[TASK DESCRIPTION]
Rewrite all of the records below, substituting "one point for each instance" for every "one point per instance" and leaving everything else the same.

[LISTED RECORDS]
+-------+

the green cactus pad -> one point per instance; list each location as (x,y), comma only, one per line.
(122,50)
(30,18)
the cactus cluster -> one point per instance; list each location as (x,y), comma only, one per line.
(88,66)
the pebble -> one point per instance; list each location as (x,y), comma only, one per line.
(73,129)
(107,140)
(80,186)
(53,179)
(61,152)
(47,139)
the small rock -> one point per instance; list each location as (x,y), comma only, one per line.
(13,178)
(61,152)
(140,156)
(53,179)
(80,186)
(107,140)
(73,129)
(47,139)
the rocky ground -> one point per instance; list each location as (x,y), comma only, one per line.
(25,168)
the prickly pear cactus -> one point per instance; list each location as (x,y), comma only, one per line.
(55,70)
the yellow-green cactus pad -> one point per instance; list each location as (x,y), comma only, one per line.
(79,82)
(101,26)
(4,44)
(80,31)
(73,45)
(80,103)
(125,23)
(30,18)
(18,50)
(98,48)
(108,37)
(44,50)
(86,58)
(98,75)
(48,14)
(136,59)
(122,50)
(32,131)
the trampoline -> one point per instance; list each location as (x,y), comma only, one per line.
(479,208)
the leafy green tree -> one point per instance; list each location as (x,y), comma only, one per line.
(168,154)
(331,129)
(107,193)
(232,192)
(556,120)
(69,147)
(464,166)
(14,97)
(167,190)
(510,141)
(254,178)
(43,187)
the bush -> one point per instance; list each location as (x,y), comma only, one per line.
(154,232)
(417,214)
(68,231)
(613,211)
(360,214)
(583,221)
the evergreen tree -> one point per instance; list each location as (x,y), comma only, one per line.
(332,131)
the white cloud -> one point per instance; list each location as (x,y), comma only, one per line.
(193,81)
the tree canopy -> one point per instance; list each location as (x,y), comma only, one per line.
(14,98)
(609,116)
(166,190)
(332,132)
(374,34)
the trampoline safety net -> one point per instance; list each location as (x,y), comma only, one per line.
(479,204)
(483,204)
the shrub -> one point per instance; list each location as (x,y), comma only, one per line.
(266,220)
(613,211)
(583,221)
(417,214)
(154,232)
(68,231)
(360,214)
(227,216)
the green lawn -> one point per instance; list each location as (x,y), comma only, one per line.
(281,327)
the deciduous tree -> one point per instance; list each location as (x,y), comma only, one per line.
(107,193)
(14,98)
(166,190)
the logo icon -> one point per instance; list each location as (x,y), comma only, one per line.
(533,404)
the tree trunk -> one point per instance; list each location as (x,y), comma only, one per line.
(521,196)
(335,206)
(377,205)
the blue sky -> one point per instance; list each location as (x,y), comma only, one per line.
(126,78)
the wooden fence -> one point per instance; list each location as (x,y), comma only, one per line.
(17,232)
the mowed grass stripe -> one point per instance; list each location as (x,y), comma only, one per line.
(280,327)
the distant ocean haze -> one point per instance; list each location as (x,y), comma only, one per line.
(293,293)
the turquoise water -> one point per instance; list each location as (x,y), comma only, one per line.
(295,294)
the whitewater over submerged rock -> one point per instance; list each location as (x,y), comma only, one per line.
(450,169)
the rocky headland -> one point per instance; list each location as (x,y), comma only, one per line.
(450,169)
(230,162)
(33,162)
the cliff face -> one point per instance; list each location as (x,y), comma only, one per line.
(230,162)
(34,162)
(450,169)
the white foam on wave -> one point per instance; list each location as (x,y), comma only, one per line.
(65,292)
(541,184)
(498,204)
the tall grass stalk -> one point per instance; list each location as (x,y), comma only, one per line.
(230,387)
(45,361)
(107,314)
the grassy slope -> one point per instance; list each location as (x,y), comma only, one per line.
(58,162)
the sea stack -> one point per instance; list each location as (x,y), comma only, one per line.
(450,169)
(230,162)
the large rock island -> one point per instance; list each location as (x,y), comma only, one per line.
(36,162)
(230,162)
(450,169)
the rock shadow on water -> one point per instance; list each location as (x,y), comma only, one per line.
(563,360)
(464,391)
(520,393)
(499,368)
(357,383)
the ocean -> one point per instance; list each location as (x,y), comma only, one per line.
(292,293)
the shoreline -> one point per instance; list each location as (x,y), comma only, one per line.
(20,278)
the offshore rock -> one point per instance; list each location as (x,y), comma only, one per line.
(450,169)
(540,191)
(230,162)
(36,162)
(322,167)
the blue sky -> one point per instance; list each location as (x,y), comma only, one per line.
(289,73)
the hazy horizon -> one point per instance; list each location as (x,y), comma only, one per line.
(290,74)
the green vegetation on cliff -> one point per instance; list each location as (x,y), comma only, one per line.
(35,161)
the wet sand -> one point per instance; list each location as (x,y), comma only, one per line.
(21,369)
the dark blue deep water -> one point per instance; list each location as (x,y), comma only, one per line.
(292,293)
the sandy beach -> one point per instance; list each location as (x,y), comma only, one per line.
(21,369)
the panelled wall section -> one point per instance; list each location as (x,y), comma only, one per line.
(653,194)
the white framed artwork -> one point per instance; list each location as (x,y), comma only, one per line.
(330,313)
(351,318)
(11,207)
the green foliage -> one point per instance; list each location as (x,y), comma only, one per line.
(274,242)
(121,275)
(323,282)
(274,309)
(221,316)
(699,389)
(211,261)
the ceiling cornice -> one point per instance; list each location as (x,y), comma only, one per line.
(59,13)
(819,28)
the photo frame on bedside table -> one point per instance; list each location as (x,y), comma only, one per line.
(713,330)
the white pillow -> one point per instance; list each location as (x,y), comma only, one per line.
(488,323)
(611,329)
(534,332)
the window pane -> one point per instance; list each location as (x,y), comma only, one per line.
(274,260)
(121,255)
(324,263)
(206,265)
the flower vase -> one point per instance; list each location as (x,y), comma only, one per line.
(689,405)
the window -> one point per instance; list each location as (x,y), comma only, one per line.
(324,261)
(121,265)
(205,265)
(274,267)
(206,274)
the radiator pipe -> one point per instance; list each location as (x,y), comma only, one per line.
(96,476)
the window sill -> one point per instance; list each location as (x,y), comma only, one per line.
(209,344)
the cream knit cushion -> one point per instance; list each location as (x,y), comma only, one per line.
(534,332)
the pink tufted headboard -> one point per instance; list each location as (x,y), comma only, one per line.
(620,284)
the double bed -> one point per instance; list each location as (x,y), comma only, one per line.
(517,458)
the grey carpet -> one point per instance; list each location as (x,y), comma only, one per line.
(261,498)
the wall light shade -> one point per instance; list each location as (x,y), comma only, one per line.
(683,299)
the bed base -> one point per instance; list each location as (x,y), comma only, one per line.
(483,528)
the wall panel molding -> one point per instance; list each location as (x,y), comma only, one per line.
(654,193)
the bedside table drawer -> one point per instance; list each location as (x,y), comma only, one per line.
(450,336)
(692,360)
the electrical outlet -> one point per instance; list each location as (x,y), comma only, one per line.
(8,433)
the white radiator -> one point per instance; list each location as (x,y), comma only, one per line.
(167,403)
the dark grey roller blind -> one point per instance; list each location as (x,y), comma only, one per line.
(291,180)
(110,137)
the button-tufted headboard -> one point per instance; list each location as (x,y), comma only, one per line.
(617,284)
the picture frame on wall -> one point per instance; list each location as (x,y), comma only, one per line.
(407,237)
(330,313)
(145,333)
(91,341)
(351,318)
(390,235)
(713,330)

+-------+

[WRITTEN RESPONSE]
the green cactus pad -> one point for each instance; list each location as (x,y), comma only, one per line.
(122,50)
(30,18)
the cactus cluster -> one point for each instance; list each location as (x,y), comma only, one per line.
(88,66)
the pebble -> one point for each instance; list each location as (x,y), comma only, one per line.
(73,129)
(107,140)
(80,186)
(53,179)
(61,152)
(47,139)
the small rock -> one point for each instance; list each location as (x,y), comma only, one per line.
(13,178)
(61,152)
(140,156)
(53,179)
(80,186)
(107,140)
(73,129)
(47,139)
the rocky ground -> one point for each instance; list each location as (x,y), comma only, one per line.
(25,168)
the prickly pear cactus -> one point for each instance; list each location as (x,y), comma only, one per line.
(55,70)
the yellow-green cactus pad -> one point for each instance; list each location as (x,y), comma only, one per line.
(79,82)
(101,26)
(4,44)
(80,31)
(73,45)
(80,103)
(125,23)
(30,18)
(18,50)
(98,48)
(108,37)
(44,50)
(86,58)
(98,75)
(48,14)
(136,59)
(122,50)
(32,131)
the trampoline -> one point for each instance; list each location as (x,y), comma only, one per line.
(479,208)
the leafy green tree -> one point for each instance; list each location as (x,y), comma only, one per line.
(168,154)
(331,129)
(107,193)
(232,192)
(556,120)
(69,147)
(464,166)
(14,97)
(167,190)
(510,141)
(254,178)
(43,187)
the bush -> one point for each instance; list each location as (x,y), comma only, one per line.
(154,232)
(417,214)
(68,231)
(613,211)
(360,214)
(583,221)
the evergreen tree -> one point for each instance; list each location as (x,y), comma only, one per line.
(332,131)
the white cloud -> one point for each instance; list each location as (x,y), comma only, one per line.
(193,81)
the tree canopy -> one point for each instance; list each location as (x,y), comma only, one per line.
(14,98)
(609,116)
(166,190)
(332,132)
(374,34)
the trampoline safety net -> one point for each instance; list each location as (x,y), comma only, one per line.
(479,204)
(483,204)
the shrub -> one point for each instance; list each location as (x,y), comma only, one per line.
(266,220)
(613,211)
(583,221)
(417,214)
(154,232)
(68,231)
(360,214)
(227,216)
the green lawn -> one point for each instance; list each location as (x,y), comma only, one per line.
(281,327)
the deciduous tree -> one point for each instance; list each location as (x,y), comma only, one per line.
(107,193)
(14,98)
(166,190)
the logo icon -> one point for each instance; list each location as (x,y), comma only, one per line.
(533,404)
the tree trunk -> one point for each instance; list each location as (x,y), comma only, one per line.
(521,196)
(335,206)
(377,205)
the blue sky -> one point for each instance; list each location as (x,y), comma only, one per line.
(126,78)
the wooden fence -> one point for each instance; list each location as (x,y), comma only, one per line.
(17,232)
the mowed grass stripe -> one point for each instance; list each location as (x,y), comma only, one per line.
(280,327)
the distant ocean haze -> one point for each instance; list each location as (x,y), comma only, one per line.
(293,293)
the turquoise water -> one point for each instance; list each location as (x,y), comma only, one per line.
(295,294)
the whitewater over submerged rock -> one point for each instance; list each location as (x,y), comma only, one per line.
(450,169)
the rocky headland -> one point for each instance; list each location as (x,y), comma only, one per line.
(450,169)
(230,162)
(33,162)
the cliff face -> one point for each instance; list each location as (x,y), comma only, one per line.
(230,162)
(34,162)
(450,169)
the white foam on wave -> one point for each instance; list each location as (x,y), comma only, one per line.
(65,292)
(541,184)
(498,204)
the tall grass stalk -> one point for each instance; list each location as (x,y), comma only, one per line.
(230,387)
(45,361)
(107,314)
the grassy slope -> one point for each instance; list each location as (x,y), comma only, one per line.
(58,162)
the sea stack -> one point for each instance; list each location as (x,y), comma only, one per line.
(450,169)
(230,162)
the large rock island -> one point for each instance; list each location as (x,y), comma only, one per line.
(36,162)
(230,162)
(450,169)
the rock shadow on water -> one point for each instance; list each location as (x,y), comma only, one per line.
(563,360)
(464,391)
(520,393)
(499,368)
(357,383)
the ocean -> one point for each instance; list each location as (x,y), comma only, one per line.
(292,293)
the shoreline -> one point for each instance; list each location as (x,y), comma only, one per line.
(20,278)
the offshore rock -> one point for each instance; list each location as (x,y), comma only, one per line.
(450,169)
(540,191)
(230,162)
(36,162)
(322,167)
the blue sky -> one point for each instance; list each location as (x,y), comma only, one per line.
(289,73)
the hazy horizon -> one point for each instance; list each location as (x,y), comma only, one per line.
(290,74)
the green vegetation on cliff -> one point for each instance; list each location as (x,y), comma only, one per line.
(35,161)
the wet sand -> one point for each instance; list each location as (x,y), comma only, one per line.
(21,369)
the dark blue deep water -> one point for each instance; list each location as (x,y), comma only, one per line.
(292,293)
the sandy beach -> one point for each instance; list each location as (x,y), comma only, one per line.
(21,369)
the panelled wall section -> one point for each instance; list each location as (x,y), comma only, one per line.
(653,194)
the white framed artwork -> one point for each instance; list each location as (x,y), comma only, one per line.
(330,313)
(351,318)
(11,207)
the green foliage -> one point for each instance; list each location as (x,y), comma only, one per line.
(274,242)
(121,275)
(323,282)
(274,309)
(221,316)
(699,389)
(211,261)
the ceiling cornice -> one point for each instance; list each location as (x,y), comma only, one per line.
(59,13)
(819,28)
the photo frame on bedside table -> one point for each instance; list each location as (x,y), comma only, one per line.
(713,330)
the white pillow -> one point for each instance; list each location as (x,y), comma only, one per line.
(488,323)
(611,329)
(534,332)
the window pane -> one point for each instance; list each location as (x,y), comma only, one per line.
(274,260)
(121,255)
(324,263)
(206,265)
the flower vase -> one point for each instance; list each location as (x,y), comma only, one per line.
(689,405)
the window -> one point for each instance; list each location as (x,y), comma only, one per line.
(324,261)
(121,265)
(205,265)
(274,267)
(206,274)
the radiator pipe -> one point for each instance; list each location as (x,y), comma only, one per line.
(96,476)
the window sill -> one point for each instance; list each location as (x,y), comma only, one per line.
(209,344)
the cream knit cushion -> one point for each instance; list each location as (x,y), comma only, one per line.
(534,332)
the pink tufted headboard -> one point for each instance; list each location as (x,y), comma only, one per line.
(620,284)
the double bed -> one point for each instance; list each location as (x,y), comma only, one per line.
(517,458)
the grey carpet -> one point for each instance; list each location as (x,y), comma only, one per line.
(261,498)
the wall light shade -> one point for each instance; list each location as (x,y), comma only, one per line.
(683,299)
the bed base -> one point for each instance; list each location as (x,y), comma only, one per line.
(483,528)
the wall panel molding -> one point for each instance; list each location as (x,y), comma only, one per line.
(654,193)
the bedside table drawer -> one point for each instance; list each location as (x,y), comma only, one per line.
(450,336)
(692,360)
the electrical outlet -> one point for each instance; list each location as (x,y), comma only, one per line.
(8,433)
the white radiator -> one point for each instance; list each location as (x,y), comma only, one per line.
(167,403)
the dark grey roller blind -> one point for each instance; list each location as (x,y), comma only, one per line.
(291,180)
(110,137)
the button-tufted headboard -> one point for each instance; list each location as (x,y), comma only, one per line.
(617,284)
the picture frame on wall -> one point for each instance; list each location as (x,y), comma only, one per line.
(407,237)
(330,313)
(145,333)
(91,341)
(351,318)
(390,235)
(713,330)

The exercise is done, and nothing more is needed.